**Provided material:**
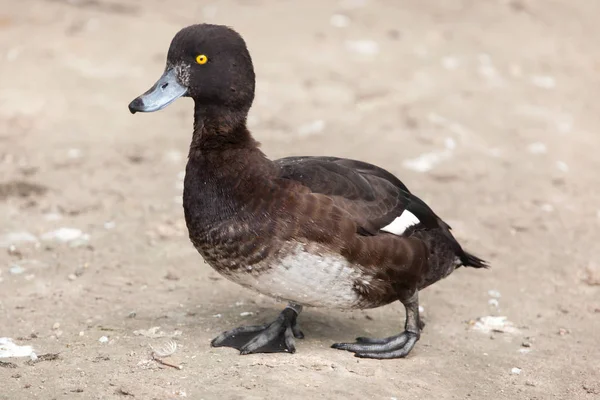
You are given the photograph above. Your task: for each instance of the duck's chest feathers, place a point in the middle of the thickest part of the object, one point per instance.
(306, 274)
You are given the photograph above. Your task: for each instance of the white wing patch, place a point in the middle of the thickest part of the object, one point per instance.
(402, 223)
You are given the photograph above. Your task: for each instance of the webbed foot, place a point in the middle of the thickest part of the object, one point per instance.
(275, 337)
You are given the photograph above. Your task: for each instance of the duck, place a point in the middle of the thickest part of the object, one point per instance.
(310, 231)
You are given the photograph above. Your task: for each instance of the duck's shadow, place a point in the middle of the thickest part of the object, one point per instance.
(317, 324)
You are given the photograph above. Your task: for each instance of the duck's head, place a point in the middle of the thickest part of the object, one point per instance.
(209, 63)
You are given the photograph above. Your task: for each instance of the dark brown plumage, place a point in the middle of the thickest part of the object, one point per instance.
(309, 230)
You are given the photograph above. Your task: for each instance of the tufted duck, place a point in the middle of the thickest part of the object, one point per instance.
(313, 231)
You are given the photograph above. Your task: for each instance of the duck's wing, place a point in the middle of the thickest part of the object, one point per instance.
(371, 196)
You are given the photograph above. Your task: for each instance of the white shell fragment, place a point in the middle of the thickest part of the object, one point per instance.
(9, 349)
(490, 324)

**Given instruction:**
Please reproduce every row above word for word, omitting the picture.

**Task result:**
You are given the photograph above. Your task: for each instance of the duck's chest feathers, place a point in the middle of the thickest part of the object, one point per instance.
(306, 274)
You are given the photograph above. Your task: for each instance of the white wing patch, place a point in the middle of the thickest part of the object, one point per instance.
(402, 223)
You are given the photograph above. Your task: for each instance of the webbed foot, place a point in the middle of the thickest part of the object, one point per instance.
(275, 337)
You are given the photograph above. Your task: for each instance of the duck, place a point in the middle of the thickest part of the object, one point per instance.
(310, 231)
You are given the photograph above. Your task: for each instance of the duck's shadow, place a point in the middle of the thickest part of the object, one point per instance.
(317, 324)
You are given the photograph above. Your task: for each instance of the duck's head, place a point in the middle of the thickest part of the object, one point per instance.
(209, 63)
You are given the photograph above. Your task: for each instance of the dark brown plumage, place a point in the middle of the thickest part of the object, one point per instance.
(309, 230)
You are given the photograph above. Your task: for each instance of the tufted duck, place a point in the middle of the thickest part of the object, one point per instance.
(313, 231)
You are given the photograph above. Your task: for each instance of the duck's wing, place a point in the middle of the thickest part of the object, one point per instance.
(371, 196)
You are given the photograph above. Your task: for each instance of the white shell fragment, place a point in the middle of the thickest part of the object, one point per instance.
(9, 349)
(490, 324)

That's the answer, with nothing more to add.